- Problem to solve
In the records below, copy out verbatim every line from the one containing "query: the noun phrase to segment: woman's" to the one containing "M 80 158 L 56", including both of those lines.
----------------------------------------
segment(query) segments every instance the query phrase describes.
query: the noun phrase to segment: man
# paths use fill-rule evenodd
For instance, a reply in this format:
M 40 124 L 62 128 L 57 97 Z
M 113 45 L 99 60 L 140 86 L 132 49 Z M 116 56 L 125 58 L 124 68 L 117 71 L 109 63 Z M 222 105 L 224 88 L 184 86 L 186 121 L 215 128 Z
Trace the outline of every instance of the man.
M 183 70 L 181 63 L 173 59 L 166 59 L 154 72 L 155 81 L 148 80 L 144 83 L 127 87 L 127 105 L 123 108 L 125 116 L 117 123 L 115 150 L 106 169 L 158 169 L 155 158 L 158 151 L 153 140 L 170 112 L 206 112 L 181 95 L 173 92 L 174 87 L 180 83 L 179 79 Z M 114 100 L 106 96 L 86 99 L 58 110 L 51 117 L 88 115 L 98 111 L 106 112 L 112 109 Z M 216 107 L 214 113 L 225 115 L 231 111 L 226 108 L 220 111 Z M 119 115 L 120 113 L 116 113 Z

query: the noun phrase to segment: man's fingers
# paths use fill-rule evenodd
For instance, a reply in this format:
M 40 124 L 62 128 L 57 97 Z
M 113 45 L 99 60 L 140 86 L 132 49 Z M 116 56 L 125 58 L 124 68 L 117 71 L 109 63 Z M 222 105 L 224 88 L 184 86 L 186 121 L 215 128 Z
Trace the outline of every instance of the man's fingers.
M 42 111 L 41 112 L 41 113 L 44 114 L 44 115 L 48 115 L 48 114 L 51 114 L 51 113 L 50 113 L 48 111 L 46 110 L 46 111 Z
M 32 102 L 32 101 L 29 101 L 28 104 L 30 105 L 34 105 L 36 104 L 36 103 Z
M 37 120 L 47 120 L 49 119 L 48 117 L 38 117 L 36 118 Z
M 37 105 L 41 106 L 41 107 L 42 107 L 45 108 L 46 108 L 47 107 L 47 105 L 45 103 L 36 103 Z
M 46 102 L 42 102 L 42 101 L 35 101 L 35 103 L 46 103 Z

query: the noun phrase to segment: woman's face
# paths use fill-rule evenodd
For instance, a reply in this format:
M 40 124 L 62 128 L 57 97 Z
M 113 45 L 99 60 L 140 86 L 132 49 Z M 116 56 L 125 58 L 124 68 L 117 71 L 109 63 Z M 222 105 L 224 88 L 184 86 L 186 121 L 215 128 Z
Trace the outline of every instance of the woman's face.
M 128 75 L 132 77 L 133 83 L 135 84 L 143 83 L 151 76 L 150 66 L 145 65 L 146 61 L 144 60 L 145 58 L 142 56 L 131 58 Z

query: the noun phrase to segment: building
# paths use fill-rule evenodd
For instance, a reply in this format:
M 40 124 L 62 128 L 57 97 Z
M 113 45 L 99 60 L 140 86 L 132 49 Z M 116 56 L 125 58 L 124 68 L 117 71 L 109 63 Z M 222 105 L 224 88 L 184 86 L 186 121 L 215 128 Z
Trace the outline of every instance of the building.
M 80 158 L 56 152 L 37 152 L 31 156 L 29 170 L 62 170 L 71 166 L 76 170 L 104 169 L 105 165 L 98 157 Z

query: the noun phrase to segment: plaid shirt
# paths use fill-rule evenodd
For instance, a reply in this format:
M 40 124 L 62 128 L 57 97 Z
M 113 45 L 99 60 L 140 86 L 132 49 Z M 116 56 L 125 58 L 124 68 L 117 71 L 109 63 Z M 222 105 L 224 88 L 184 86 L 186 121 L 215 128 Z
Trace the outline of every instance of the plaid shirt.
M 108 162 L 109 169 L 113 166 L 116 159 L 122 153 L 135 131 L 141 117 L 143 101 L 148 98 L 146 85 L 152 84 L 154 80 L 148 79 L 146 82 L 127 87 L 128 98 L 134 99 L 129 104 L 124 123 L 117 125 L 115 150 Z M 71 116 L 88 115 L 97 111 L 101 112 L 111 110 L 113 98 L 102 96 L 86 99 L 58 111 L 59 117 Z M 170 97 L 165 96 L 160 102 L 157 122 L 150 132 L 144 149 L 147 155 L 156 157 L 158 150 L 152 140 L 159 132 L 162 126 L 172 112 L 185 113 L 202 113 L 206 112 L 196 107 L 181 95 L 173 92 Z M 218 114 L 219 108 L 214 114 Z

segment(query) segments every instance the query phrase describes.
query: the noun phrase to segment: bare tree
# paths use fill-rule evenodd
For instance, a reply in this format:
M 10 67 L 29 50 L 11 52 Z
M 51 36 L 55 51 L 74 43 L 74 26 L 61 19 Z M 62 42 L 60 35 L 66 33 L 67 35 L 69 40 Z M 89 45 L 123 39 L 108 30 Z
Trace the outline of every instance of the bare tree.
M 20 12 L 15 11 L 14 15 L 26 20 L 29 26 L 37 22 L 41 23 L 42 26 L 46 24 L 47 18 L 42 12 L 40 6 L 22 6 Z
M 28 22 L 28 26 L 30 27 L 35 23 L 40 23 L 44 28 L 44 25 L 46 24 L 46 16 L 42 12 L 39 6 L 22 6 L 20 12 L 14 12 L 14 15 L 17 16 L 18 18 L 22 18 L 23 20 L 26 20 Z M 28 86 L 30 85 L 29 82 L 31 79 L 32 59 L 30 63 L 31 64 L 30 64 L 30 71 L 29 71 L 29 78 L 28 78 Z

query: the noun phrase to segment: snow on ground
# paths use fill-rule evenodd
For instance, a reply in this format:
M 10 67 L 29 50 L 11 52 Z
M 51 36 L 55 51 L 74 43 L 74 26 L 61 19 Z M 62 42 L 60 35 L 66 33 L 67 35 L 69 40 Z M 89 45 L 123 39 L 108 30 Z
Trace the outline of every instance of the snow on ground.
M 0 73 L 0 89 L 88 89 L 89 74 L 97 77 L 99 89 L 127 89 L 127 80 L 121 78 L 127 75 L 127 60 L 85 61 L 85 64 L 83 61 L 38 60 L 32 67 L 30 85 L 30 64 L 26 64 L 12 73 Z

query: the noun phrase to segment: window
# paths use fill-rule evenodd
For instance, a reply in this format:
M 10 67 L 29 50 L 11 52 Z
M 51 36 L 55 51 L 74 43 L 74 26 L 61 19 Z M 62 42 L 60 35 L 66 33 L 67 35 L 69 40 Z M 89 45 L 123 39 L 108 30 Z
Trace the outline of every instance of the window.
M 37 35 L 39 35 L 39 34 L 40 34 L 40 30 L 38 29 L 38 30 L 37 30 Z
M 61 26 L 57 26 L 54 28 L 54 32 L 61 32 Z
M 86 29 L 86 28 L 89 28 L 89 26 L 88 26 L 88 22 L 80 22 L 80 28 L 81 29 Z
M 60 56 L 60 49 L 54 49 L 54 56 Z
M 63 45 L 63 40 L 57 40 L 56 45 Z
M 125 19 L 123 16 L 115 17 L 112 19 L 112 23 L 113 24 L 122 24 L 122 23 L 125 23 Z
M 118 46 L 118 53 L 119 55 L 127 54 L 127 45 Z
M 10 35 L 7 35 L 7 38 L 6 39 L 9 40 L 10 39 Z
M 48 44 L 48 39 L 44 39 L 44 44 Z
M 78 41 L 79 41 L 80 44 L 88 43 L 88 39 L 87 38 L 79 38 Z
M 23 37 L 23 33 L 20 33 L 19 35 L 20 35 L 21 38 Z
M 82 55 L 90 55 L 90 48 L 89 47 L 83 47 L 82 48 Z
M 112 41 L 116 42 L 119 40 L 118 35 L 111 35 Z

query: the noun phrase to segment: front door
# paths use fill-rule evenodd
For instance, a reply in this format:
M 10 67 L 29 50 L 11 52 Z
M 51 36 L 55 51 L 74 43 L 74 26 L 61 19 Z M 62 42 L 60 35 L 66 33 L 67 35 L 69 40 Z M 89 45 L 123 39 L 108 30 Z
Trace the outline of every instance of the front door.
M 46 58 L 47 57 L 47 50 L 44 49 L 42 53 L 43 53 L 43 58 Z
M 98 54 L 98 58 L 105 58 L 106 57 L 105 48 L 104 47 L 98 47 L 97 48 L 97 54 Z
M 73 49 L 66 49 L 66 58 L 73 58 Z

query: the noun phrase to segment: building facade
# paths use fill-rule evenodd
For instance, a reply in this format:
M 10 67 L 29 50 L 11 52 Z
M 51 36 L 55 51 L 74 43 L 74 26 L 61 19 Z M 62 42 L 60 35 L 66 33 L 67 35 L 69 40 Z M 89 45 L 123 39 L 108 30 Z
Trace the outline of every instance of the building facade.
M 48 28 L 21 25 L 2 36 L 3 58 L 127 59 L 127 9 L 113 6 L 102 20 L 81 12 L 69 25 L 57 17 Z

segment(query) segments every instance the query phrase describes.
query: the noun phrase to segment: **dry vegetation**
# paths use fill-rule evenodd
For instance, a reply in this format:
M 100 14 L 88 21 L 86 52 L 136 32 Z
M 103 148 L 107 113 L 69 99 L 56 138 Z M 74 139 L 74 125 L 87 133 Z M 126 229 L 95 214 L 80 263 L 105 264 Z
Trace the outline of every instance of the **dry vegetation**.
----------------------------------------
- Solution for this task
query: the noun phrase to segment: woman's face
# paths use fill-rule evenodd
For instance, a reply in this format:
M 40 124 L 62 128 L 57 97 Z
M 113 45 L 99 60 L 140 86 L 132 49 Z M 116 56 L 125 58 L 124 68 L 117 71 L 109 63 Z M 222 105 L 224 88 L 184 86 L 186 121 L 215 128 Z
Trace the outline of every instance of the woman's face.
M 128 75 L 132 77 L 133 83 L 135 84 L 143 83 L 151 76 L 150 66 L 145 65 L 146 61 L 144 60 L 145 58 L 142 56 L 131 58 Z

query: the noun phrase to segment: building
# paths use fill-rule evenodd
For instance, a reply in this format:
M 40 124 L 62 128 L 57 97 Z
M 113 45 L 99 60 L 140 86 L 132 49 Z M 116 56 L 125 58 L 124 68 L 117 71 L 109 63 Z M 222 105 L 224 88 L 184 86 L 186 121 L 215 128 Z
Trace the outline of every instance of the building.
M 80 158 L 56 152 L 37 152 L 31 156 L 29 170 L 62 170 L 71 166 L 76 170 L 104 169 L 105 165 L 98 157 Z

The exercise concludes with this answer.